◆ Supplied passage
□ □ □ □
Critically, it’s always difficult to determine how to handle remakes. If the original was truly brilliant enough to warrant revived attention after the passage of decades, the comparison deck is impossibly stacked against the new version. If the remake is meant to be taken as its own movie, cut off from its cinematic roots (however obvious), it loses points almost automatically for milking a concept that’s already been done. Such a rock-hard place position is never so obvious – or so repeatedly encountered – in the Hollywood industry.

In the case of “Assault on Precinct 13,” the problem isn’t so much that the concept was done before, but was done before that, and again after that. John Carpenter’s 1976 original was itself a remake – though a competent, stylish one – of Howard Hawks’ “Rio Bravo,” a film whose defend-the-fort theme wasn’t considered groundbreaking even in 1959. For whatever reason, Carpenter himself went on to bring back “Precinct 13” (or, if you prefer, “Rio Bravo”) as 2001’s “Ghosts of Mars.” All this lends a certain degree of redundancy to Jean-Francois Richet’s 2005 update, which takes Carpenter’s film and, in a nod to modern sensibility, throws in such 21st-century amenities as SUVs, Ugg boots and an awkward plot-recapping end credit rap by KRS-ONE.

This time around, the location is switched from the seedy underbelly of 1970s Los Angeles to a stormy New Year’s Eve in Detroit. Mentally demolished by an undercover operation gone horribly awry, rattled cop Jake Roenick (Ethan Hawke) is sent to man Precinct 13, a decrepit police station mere hours away from permanent closure. As a result, the place is nearly devoid of equipment and staff; the sub-skeleton crew includes an unchaste secretary (Drea de Matteo), Jake’s employer-assigned therapist (Maria Bello) and a grumpy old-timer (Brian Dennehy) as close to retirement as Precinct 13 itself.
□ □ □ □
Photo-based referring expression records
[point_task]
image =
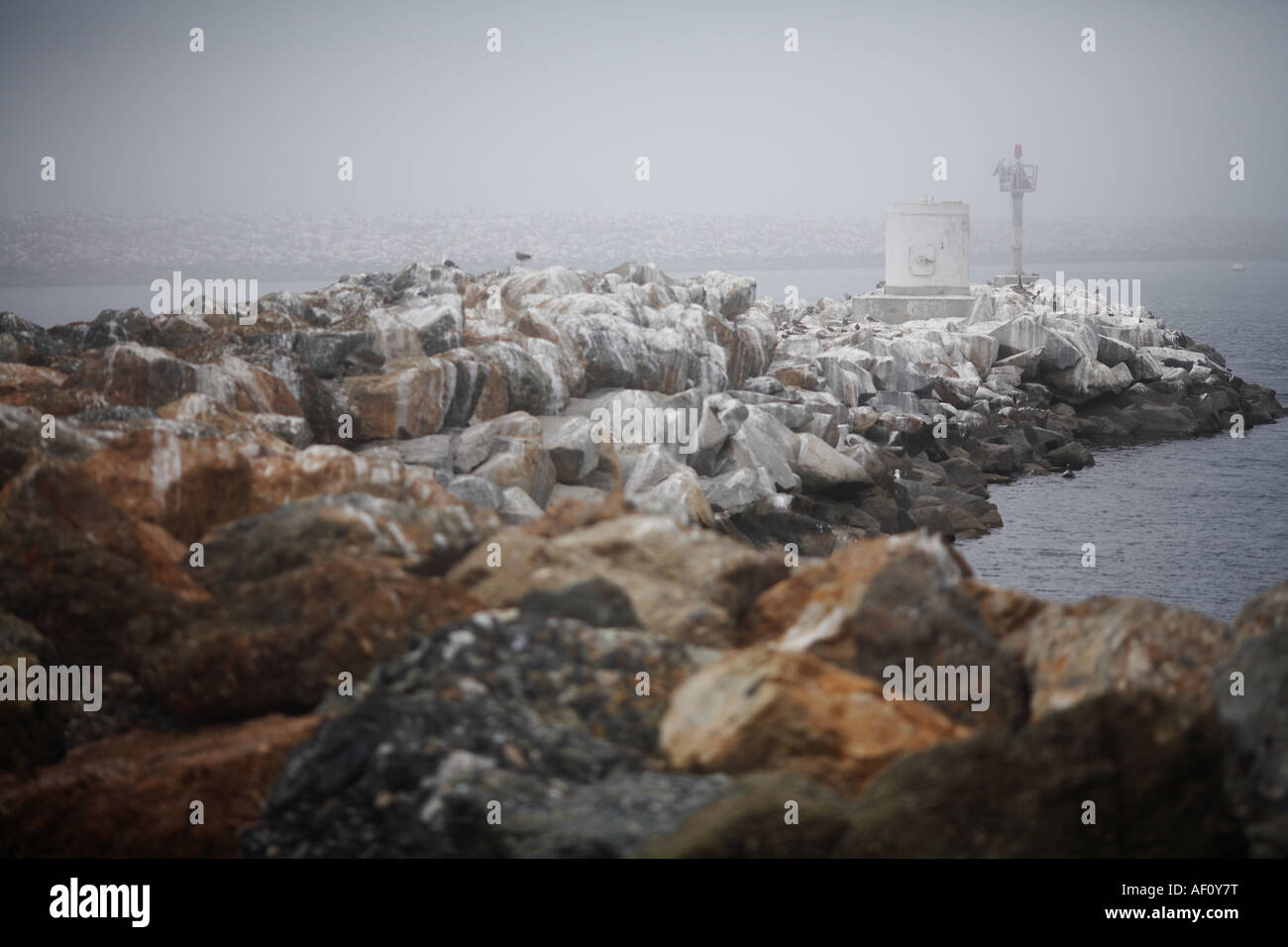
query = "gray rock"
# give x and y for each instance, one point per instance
(823, 470)
(478, 491)
(1256, 722)
(518, 508)
(738, 488)
(572, 450)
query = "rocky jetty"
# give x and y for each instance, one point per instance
(546, 562)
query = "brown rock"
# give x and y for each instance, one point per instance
□ □ □ □
◆ Exercise 1
Reproduce the review word for word from "In the case" to "rap by KRS-ONE.", inclusive.
◆ Exercise 2
Answer these questions from the review:
(a) In what year was John Carpenter's original released?
(b) Where and when is the 2005 version set?
(c) Which actor plays Jake Roenick?
Rely only on the review itself.

◆ Reply 1
In the case of “Assault on Precinct 13,” the problem isn’t so much that the concept was done before, but was done before that, and again after that. John Carpenter’s 1976 original was itself a remake – though a competent, stylish one – of Howard Hawks’ “Rio Bravo,” a film whose defend-the-fort theme wasn’t considered groundbreaking even in 1959. For whatever reason, Carpenter himself went on to bring back “Precinct 13” (or, if you prefer, “Rio Bravo”) as 2001’s “Ghosts of Mars.” All this lends a certain degree of redundancy to Jean-Francois Richet’s 2005 update, which takes Carpenter’s film and, in a nod to modern sensibility, throws in such 21st-century amenities as SUVs, Ugg boots and an awkward plot-recapping end credit rap by KRS-ONE.

◆ Reply 2
(a) 1976
(b) On a stormy New Year's Eve in Detroit
(c) Ethan Hawke